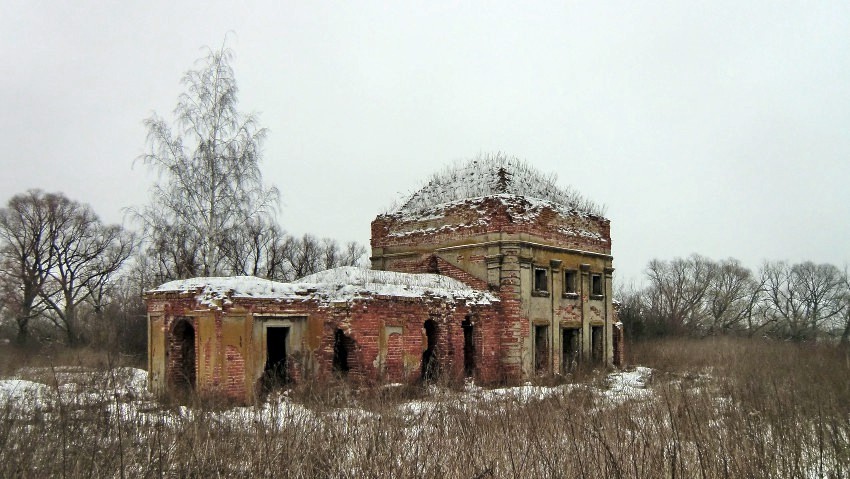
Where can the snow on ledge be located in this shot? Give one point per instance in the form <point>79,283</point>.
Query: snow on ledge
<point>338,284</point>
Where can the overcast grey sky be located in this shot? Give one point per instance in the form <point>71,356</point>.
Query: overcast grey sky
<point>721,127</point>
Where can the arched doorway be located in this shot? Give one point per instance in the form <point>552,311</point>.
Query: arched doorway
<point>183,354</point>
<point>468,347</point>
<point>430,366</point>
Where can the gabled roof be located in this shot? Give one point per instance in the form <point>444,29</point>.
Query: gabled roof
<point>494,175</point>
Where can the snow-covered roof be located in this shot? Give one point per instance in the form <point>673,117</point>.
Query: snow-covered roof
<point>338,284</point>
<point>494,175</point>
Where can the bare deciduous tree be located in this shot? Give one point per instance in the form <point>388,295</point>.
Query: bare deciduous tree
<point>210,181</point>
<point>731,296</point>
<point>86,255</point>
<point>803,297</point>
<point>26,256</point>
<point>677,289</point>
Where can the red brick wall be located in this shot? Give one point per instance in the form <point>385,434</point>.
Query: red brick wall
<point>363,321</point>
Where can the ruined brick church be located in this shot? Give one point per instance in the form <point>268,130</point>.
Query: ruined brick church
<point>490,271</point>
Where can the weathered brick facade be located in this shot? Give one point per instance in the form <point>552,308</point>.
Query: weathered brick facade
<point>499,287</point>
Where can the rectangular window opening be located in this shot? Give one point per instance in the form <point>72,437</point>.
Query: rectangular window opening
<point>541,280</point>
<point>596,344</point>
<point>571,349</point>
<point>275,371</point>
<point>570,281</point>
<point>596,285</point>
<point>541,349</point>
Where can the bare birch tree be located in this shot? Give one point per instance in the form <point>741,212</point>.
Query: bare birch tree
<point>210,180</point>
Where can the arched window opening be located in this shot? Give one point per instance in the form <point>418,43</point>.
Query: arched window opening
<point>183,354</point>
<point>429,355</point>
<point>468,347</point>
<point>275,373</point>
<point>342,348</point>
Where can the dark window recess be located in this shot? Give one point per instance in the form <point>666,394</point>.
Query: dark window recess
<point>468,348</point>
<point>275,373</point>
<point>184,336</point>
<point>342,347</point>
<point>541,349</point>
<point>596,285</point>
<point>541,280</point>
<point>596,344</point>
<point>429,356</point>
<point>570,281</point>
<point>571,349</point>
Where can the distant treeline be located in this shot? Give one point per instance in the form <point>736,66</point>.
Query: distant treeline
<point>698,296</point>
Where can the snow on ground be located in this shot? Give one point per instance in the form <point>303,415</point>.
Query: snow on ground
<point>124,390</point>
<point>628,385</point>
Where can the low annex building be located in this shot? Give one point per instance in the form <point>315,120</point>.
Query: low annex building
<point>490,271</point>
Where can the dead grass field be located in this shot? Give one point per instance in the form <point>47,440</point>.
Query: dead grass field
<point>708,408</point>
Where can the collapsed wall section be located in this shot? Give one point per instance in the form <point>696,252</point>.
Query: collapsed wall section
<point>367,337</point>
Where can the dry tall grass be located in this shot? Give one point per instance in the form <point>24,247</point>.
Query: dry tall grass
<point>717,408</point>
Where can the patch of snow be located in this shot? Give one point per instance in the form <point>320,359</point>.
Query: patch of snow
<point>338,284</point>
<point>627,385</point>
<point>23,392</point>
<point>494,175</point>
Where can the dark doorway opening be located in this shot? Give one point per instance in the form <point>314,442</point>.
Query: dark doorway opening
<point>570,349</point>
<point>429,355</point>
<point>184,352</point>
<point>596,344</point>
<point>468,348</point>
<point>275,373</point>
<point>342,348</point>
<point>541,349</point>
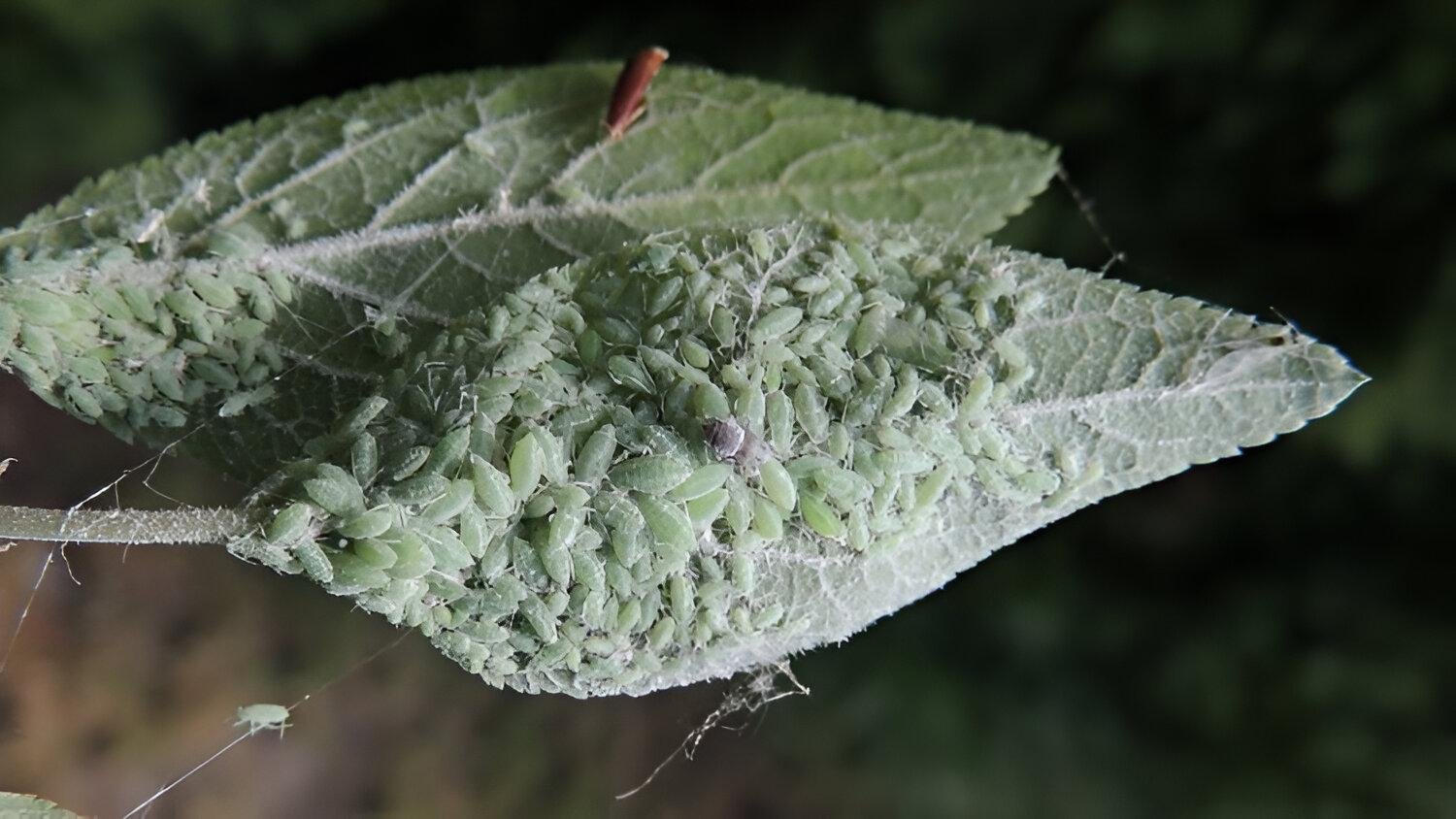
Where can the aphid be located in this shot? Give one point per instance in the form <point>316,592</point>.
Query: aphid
------
*THE PROBLEM:* Rewrite every item above, changing "shot" to "photo" wherever it occurs and keeping everything else the same. Omit the pictures from your answer.

*RESULT:*
Where can the snow on ledge be located in this photo? Give one point per instance in the form <point>79,283</point>.
Query: snow on ledge
<point>338,284</point>
Where can the overcast grey sky be located in this photo? Give one point per instance in the form <point>71,356</point>.
Query: overcast grey sky
<point>721,127</point>
Where can the arched doorway be located in this photo? Give one point per instance in the form <point>552,311</point>.
Query: arched doorway
<point>183,354</point>
<point>468,347</point>
<point>430,366</point>
Where can the gabled roof be located in this photo? Give one point per instance in the form <point>444,29</point>.
Query: gabled roof
<point>494,175</point>
Where can the snow-covered roof be located in this photo? Give one point per instance in the form <point>673,117</point>.
Query: snow-covered roof
<point>338,284</point>
<point>494,175</point>
Where can the bare deciduous tree be located in this photo? Give one point per instance in the form <point>388,295</point>.
Query: bare deciduous tree
<point>210,181</point>
<point>731,296</point>
<point>86,255</point>
<point>803,297</point>
<point>26,256</point>
<point>677,289</point>
Where can the red brick wall be located in this photo? Give one point per instance in the form <point>385,434</point>.
Query: red brick wall
<point>363,321</point>
Where can the ruined brick church be located in this photo? Give one point per instance in the form <point>268,130</point>.
Query: ruined brick church
<point>490,271</point>
Where can the weathered brick facade be located in this photo? Give one point per instance in the form <point>552,308</point>.
Query: weathered brick facade
<point>499,287</point>
Where can the rectangular window opening be located in this photo? Give one point per instance in the form <point>72,437</point>.
Query: rectangular window opening
<point>541,280</point>
<point>596,344</point>
<point>571,349</point>
<point>275,371</point>
<point>570,281</point>
<point>596,285</point>
<point>541,349</point>
Where can the bare birch tree be located in this photo? Give one point per instance in the form <point>741,212</point>.
Query: bare birch tree
<point>210,180</point>
Where can the arched window opening be located in this photo? Give one point per instance in the form <point>418,43</point>.
Query: arched window opening
<point>183,354</point>
<point>429,355</point>
<point>468,347</point>
<point>275,373</point>
<point>342,348</point>
Where can the dark window recess be located in this photo? Give one point per instance in the form <point>666,394</point>.
Query: dark window recess
<point>468,348</point>
<point>275,373</point>
<point>184,336</point>
<point>342,347</point>
<point>541,349</point>
<point>596,285</point>
<point>541,280</point>
<point>596,344</point>
<point>429,356</point>
<point>570,281</point>
<point>571,349</point>
Where can the distant treeline be located in this photo? Give one point per instance in the form <point>736,66</point>.
Query: distant treeline
<point>698,296</point>
Where can the snow on ground be located in this photo? Give one point per instance in the form <point>303,415</point>.
Query: snow on ground
<point>124,390</point>
<point>628,385</point>
Where can the low annex building be located in this photo? Give one point per instance in the form <point>315,120</point>.
Query: low annex building
<point>490,271</point>
Where can the dead grass field be located in this photo? Give one point per instance in the form <point>47,440</point>.
Query: dead grass field
<point>708,408</point>
Where can the collapsed wall section be located in this photo? Give one point per instance in the form <point>696,252</point>.
Query: collapsed wall section
<point>367,337</point>
Where can the dry tall grass be located in this photo? Give one point per instance in the form <point>24,247</point>.
Query: dry tall grass
<point>717,408</point>
Where can the patch of snow be located in this photo? Give one point per instance in the form <point>320,359</point>.
Query: patch of snow
<point>338,284</point>
<point>627,385</point>
<point>23,392</point>
<point>494,175</point>
Where can the dark doorway opening be located in this photo? Give one point per instance in the form <point>314,442</point>.
Query: dark doorway opening
<point>570,349</point>
<point>429,355</point>
<point>184,352</point>
<point>596,344</point>
<point>468,348</point>
<point>275,373</point>
<point>342,348</point>
<point>541,349</point>
Where can the aphid be located in this photo? Give one point per instance in the form <point>316,592</point>.
Query: aphid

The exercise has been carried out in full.